__WHAT TO DO__.
Gather each line in the entries that includes the string "this".

__DATA TO USE__.
- - - -
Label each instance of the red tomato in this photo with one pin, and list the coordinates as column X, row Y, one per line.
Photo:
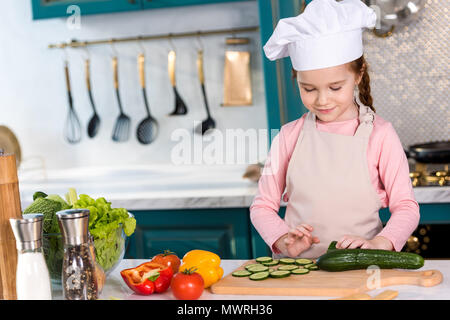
- - - -
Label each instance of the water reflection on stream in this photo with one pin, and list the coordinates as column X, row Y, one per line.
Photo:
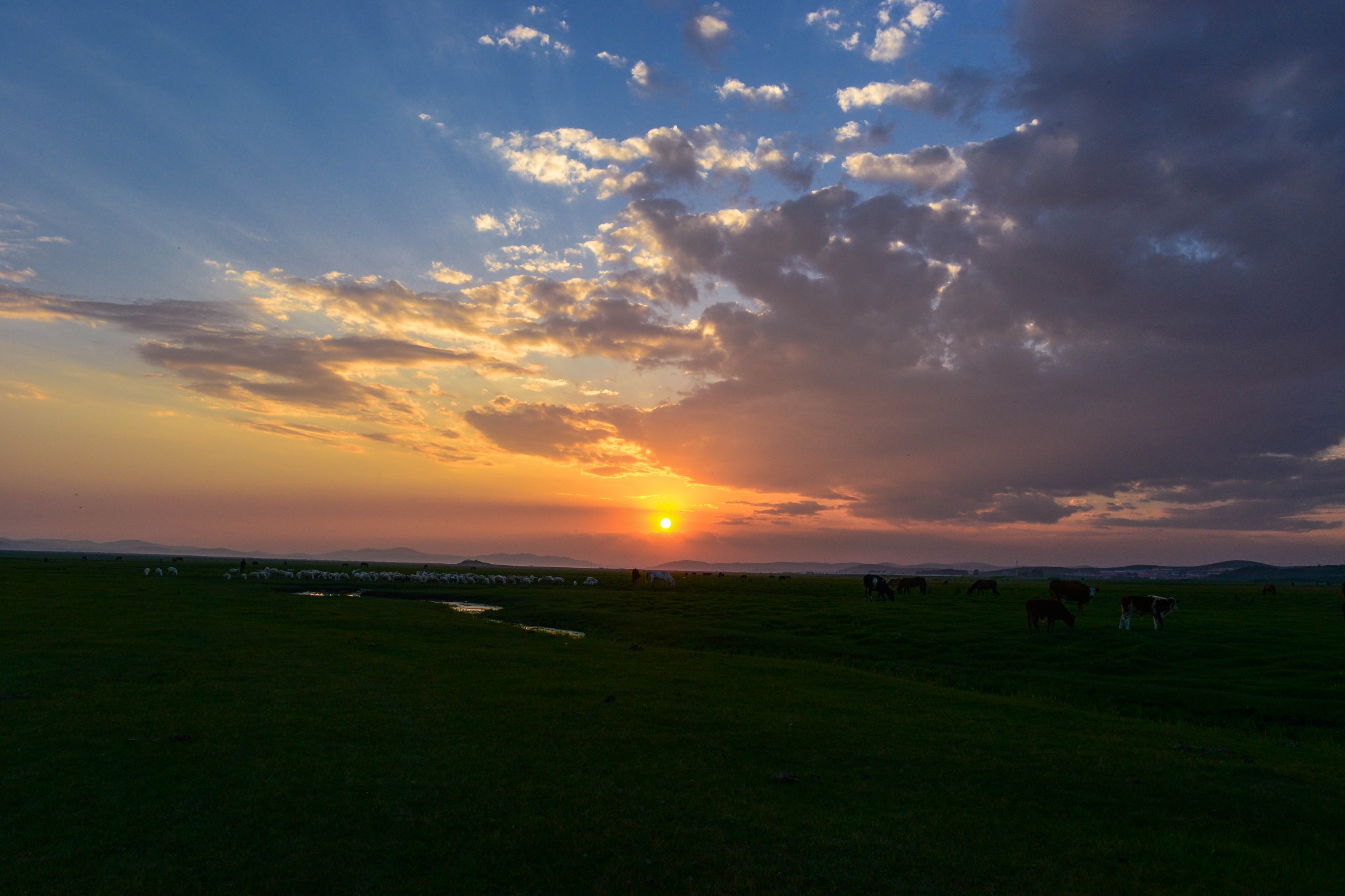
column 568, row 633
- - - -
__COMPLETED TASK__.
Label each instance of the red tomato in this photo with one pin, and list the coordinates as column X, row Y, one per line.
Label each instance of the water reflection on stream in this photo with one pin, and list the coordinates as column X, row Y, one per line.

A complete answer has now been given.